------ EXERCISE MATERIALS ------

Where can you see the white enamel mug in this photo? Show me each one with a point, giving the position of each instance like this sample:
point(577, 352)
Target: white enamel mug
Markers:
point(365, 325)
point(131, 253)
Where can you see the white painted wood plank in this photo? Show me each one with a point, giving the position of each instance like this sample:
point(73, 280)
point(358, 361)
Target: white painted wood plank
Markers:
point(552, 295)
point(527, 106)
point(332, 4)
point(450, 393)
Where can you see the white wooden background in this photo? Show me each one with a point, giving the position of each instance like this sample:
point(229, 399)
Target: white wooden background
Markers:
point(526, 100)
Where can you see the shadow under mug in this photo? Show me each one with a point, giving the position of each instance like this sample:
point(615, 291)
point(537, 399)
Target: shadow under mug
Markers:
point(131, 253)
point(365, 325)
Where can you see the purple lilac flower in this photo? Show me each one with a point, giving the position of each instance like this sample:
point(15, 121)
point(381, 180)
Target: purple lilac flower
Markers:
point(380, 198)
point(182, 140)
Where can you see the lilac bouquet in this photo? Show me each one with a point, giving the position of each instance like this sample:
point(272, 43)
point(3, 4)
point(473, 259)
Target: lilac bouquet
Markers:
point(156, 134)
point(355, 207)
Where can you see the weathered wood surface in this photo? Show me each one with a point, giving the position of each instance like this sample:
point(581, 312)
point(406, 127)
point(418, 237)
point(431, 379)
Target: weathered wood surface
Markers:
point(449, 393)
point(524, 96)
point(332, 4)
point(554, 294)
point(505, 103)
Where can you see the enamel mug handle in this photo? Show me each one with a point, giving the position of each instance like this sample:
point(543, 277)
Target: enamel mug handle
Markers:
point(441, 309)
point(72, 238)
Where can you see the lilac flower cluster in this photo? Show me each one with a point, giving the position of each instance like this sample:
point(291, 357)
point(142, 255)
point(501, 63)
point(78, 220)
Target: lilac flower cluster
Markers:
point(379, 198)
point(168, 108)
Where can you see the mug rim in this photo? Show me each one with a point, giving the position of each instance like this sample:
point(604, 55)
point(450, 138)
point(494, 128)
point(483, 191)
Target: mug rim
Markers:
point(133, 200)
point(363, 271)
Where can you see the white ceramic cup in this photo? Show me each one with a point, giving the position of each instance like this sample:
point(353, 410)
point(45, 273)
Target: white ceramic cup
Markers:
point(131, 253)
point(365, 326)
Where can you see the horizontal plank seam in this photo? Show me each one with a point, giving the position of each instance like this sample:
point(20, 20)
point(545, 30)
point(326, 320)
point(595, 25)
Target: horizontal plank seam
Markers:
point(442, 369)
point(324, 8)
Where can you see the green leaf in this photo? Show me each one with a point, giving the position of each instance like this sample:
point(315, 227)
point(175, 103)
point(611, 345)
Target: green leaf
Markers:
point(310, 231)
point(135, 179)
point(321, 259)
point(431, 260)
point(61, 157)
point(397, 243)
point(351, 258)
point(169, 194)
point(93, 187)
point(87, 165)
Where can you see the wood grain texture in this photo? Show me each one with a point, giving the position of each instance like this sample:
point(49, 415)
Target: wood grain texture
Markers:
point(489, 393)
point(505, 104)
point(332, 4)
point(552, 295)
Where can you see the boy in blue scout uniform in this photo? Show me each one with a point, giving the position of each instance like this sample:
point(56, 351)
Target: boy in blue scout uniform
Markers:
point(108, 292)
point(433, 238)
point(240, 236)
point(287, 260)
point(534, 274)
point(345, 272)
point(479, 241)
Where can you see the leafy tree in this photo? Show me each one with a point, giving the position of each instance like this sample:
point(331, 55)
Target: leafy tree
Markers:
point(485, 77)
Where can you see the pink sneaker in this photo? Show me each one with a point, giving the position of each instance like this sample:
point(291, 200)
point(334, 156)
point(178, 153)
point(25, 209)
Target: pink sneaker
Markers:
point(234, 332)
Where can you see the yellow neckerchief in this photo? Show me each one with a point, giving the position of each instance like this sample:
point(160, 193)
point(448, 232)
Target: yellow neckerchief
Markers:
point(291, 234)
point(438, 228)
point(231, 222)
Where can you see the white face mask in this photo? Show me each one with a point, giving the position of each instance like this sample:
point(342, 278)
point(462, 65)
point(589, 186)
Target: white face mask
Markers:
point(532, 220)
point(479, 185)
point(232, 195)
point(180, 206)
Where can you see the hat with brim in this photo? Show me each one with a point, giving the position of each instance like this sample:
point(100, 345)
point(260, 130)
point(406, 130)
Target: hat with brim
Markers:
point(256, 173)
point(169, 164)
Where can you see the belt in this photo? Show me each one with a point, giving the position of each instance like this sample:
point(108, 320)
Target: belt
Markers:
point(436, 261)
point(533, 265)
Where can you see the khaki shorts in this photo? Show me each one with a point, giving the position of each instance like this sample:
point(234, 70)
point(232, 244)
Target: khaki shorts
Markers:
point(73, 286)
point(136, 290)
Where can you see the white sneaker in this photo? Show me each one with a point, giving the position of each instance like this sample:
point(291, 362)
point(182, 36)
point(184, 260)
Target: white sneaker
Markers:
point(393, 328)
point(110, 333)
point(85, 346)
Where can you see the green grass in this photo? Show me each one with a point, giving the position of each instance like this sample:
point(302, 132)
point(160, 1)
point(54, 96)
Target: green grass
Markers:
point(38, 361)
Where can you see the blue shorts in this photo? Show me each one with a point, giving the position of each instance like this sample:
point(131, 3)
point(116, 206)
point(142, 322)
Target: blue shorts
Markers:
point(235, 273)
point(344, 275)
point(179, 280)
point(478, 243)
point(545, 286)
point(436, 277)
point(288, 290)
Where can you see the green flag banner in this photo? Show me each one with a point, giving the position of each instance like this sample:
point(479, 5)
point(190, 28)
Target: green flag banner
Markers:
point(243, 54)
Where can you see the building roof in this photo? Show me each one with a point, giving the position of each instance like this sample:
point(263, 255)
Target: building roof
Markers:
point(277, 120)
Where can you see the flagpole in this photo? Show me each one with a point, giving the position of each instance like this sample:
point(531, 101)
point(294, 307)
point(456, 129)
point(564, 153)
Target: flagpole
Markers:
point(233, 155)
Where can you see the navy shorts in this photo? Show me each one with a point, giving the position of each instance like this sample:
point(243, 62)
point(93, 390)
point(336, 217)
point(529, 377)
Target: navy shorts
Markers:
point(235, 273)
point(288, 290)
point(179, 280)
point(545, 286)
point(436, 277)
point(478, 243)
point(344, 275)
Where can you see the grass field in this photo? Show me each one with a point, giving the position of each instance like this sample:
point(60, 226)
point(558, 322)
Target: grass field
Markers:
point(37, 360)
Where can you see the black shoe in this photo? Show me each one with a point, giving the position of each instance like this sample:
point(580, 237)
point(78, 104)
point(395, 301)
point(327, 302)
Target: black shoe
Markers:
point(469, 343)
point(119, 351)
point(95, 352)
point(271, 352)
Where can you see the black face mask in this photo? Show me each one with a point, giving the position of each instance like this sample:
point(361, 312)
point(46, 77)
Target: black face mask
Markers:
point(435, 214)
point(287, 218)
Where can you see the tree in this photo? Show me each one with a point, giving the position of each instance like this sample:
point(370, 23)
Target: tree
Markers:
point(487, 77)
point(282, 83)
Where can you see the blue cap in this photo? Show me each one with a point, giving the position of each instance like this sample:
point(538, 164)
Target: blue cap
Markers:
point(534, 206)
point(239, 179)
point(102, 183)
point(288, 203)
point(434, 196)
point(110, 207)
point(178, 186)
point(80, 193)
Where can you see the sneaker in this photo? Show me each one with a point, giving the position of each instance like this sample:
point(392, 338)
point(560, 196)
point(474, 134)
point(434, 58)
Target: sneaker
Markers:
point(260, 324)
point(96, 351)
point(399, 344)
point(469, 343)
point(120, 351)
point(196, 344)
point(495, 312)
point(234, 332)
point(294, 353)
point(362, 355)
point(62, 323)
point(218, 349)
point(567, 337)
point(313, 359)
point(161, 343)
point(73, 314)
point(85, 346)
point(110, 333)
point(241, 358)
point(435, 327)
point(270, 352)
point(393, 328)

------

Scan the lines above for "weathered", then copy every one that has it.

### OUTPUT
Where can you see the weathered wood surface in this photo? Show me each one with a point, giving the position of each instance like this sample:
Target: weathered wood surface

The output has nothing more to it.